### Trecho do documento
* * *
Quando um cardeal polonês tornou-se João Paulo 2º, a surpresa transformou-se em espetáculo. A começar pelo seu passado, vindo da Cortina de Ferro, da pedreira na qual trabalhara como operário, do seminário clandestino que frequentou, de suas experiências como ator e autor teatral, seu doutorado em Roma, quando defendeu brilhante tese sobre Max Scheler, sua vida ao ar livre, atleta de Deus que esquiava nas montanhas e nadava em rios gelados, sua participação na resistência dos poloneses contra a ocupação estrangeira de seu território.
Nada indicava que Wojtyla poderia ser papa. No caso de eleger um estrangeiro para o trono de são Pedro, o segundo conclave de 1978 tinha um candidato mundialmente conhecido, herói de sua pátria, prisioneiro do regime comunista, o cardeal também polonês Stefan Wyszynski, símbolo da Igreja do Silêncio.
A surpresa da eleição de Wojtyla logo se transformou no espetáculo que o tornou personagem do mundo, independentemente de sua liderança religiosa sobre um bilhão de crentes espalhados nos cinco continentes.
Em pouco tempo, era o homem que mais aparecia na mídia mundial, emocionando multidões que apenas queriam vê-lo. Nenhum dirigente nacional, nenhum pop star teve o impacto de sua presença, de sua roupa branca, de seus cabelos também brancos, desalinhados pelo vento de todos os quadrantes da Terra, de sua voz majestosa.
Sua liderança religiosa, marcada pelo valores de uma tradição duas mil vezes secular, recebeu contestações. Sua atuação política, que terminou na queda do Muro de Berlim, começou solitariamente, com a ajuda de operários poloneses, até que, em última fase, contou com a participação de uma grande potência. Um momento da história que, ao menos na etapa final, não teve um tiro, não fez um único prisioneiro.
Sempre espetacular, sua doença e sua agonia agora emocionam a humanidade, não pelo líder religioso que é, mas pelo homem assombroso que sempre foi.
* * *
### Material de estudo
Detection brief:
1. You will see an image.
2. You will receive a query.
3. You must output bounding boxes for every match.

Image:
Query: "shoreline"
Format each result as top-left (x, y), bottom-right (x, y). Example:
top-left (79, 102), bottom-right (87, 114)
* * *
### Requisitos da tarefa
Reproduza fielmente a parte do trecho sobre João Paulo 2º que vai de "Sua liderança religiosa, marcada" até "um único prisioneiro.", inclusive. Os dados não têm relação com o trecho.

### Resposta final
Sua liderança religiosa, marcada pelo valores de uma tradição duas mil vezes secular, recebeu contestações. Sua atuação política, que terminou na queda do Muro de Berlim, começou solitariamente, com a ajuda de operários poloneses, até que, em última fase, contou com a participação de uma grande potência. Um momento da história que, ao menos na etapa final, não teve um tiro, não fez um único prisioneiro.